Tarefa proposta:
Devolva sem alterações o trecho do artigo sobre os juros do Fed que começa em "Entrevista:O Estado inteligente" e termina em "banco central americano.".

Texto para leitura:
Entrevista:O Estado inteligente

domingo, setembro 09, 2007

O fim da era Greenspan?

JOSÉ ALEXANDRE SCHEINKMAN


É bem possível que o Fed precise cortar a taxa de juros para tentar diminuir as chances de recessão nos EUA

NESTA ÚLTIMA quarta-feira, um resultado negativo em um até então obscuro índice de vendas pendentes de casas nos Estados Unidos foi suficiente para derrubar a Bolsa de Nova York, a Bovespa e aumentar o risco-país do Brasil. Na verdade, para observadores dos mercados de crédito, o pior sintoma naquele dia era o alto nível alcançado pela "3-month Libor", a taxa de juros em dólar cobrada pelos grandes bancos internacionais para empréstimos de três meses a seus pares. Como os grandes bancos são considerados tomadores de pouco risco e o prazo é curto, essa taxa é em geral muito próxima da meta de juros de um dia do Fed, o banco central americano.
Nos últimos cinco anos, a diferença média entre a Libor e a meta do Fed foi de 21 pontos percentuais (0,21%). Na quarta-feira, essa medida, uma espécie de "risco dos grandes bancos", atingiu 47 pontos, mais do que o dobro da média histórica. A Libor não só determina os juros pagos pelos bancos mas também serve como indexador para muitos outros empréstimos tomados por empresas. Uma Libor mais alta torna o capital mais caro para as empresas e diminui a atratividade dos investimentos.

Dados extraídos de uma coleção
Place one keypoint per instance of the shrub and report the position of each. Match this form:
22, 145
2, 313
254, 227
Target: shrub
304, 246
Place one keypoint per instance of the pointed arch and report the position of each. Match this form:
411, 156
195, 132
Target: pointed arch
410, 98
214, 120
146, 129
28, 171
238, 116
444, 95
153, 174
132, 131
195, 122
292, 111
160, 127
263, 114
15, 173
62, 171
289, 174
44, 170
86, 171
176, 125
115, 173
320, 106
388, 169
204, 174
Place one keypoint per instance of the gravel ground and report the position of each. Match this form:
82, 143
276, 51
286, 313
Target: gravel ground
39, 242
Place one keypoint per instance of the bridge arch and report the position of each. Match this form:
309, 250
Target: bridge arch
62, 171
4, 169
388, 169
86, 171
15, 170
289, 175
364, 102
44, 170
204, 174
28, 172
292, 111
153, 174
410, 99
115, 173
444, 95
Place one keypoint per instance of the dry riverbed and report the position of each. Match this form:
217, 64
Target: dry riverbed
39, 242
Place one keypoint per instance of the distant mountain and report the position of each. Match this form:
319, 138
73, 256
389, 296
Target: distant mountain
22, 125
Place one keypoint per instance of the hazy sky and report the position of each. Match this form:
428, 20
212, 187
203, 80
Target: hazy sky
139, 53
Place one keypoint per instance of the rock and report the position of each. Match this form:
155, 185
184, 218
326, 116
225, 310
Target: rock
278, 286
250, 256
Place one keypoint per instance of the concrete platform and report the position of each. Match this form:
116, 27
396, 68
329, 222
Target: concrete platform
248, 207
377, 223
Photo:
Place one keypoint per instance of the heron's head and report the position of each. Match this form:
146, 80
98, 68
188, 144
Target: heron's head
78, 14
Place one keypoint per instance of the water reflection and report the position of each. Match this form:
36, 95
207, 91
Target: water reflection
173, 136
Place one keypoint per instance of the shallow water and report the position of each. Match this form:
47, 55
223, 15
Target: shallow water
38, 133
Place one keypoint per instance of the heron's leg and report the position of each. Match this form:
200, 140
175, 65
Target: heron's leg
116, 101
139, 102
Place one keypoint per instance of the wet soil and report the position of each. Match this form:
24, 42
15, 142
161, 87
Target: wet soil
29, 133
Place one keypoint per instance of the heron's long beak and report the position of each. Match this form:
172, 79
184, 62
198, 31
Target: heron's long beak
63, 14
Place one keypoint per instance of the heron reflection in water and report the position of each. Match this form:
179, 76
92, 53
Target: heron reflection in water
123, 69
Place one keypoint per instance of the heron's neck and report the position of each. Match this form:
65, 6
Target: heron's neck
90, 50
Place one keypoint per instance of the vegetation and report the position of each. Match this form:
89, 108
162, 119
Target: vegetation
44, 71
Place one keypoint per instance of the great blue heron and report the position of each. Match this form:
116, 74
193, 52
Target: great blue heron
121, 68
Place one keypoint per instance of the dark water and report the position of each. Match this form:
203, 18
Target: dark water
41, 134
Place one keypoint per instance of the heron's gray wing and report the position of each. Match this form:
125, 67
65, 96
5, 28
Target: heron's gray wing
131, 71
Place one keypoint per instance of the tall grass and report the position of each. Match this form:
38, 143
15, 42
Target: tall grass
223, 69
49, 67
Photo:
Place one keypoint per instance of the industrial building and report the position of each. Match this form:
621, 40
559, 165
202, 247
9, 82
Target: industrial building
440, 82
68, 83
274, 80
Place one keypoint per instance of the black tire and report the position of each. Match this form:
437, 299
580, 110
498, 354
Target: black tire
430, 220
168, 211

Resposta ao exercício:
Entrevista:O Estado inteligente

domingo, setembro 09, 2007

O fim da era Greenspan?

JOSÉ ALEXANDRE SCHEINKMAN


É bem possível que o Fed precise cortar a taxa de juros para tentar diminuir as chances de recessão nos EUA

NESTA ÚLTIMA quarta-feira, um resultado negativo em um até então obscuro índice de vendas pendentes de casas nos Estados Unidos foi suficiente para derrubar a Bolsa de Nova York, a Bovespa e aumentar o risco-país do Brasil. Na verdade, para observadores dos mercados de crédito, o pior sintoma naquele dia era o alto nível alcançado pela "3-month Libor", a taxa de juros em dólar cobrada pelos grandes bancos internacionais para empréstimos de três meses a seus pares. Como os grandes bancos são considerados tomadores de pouco risco e o prazo é curto, essa taxa é em geral muito próxima da meta de juros de um dia do Fed, o banco central americano.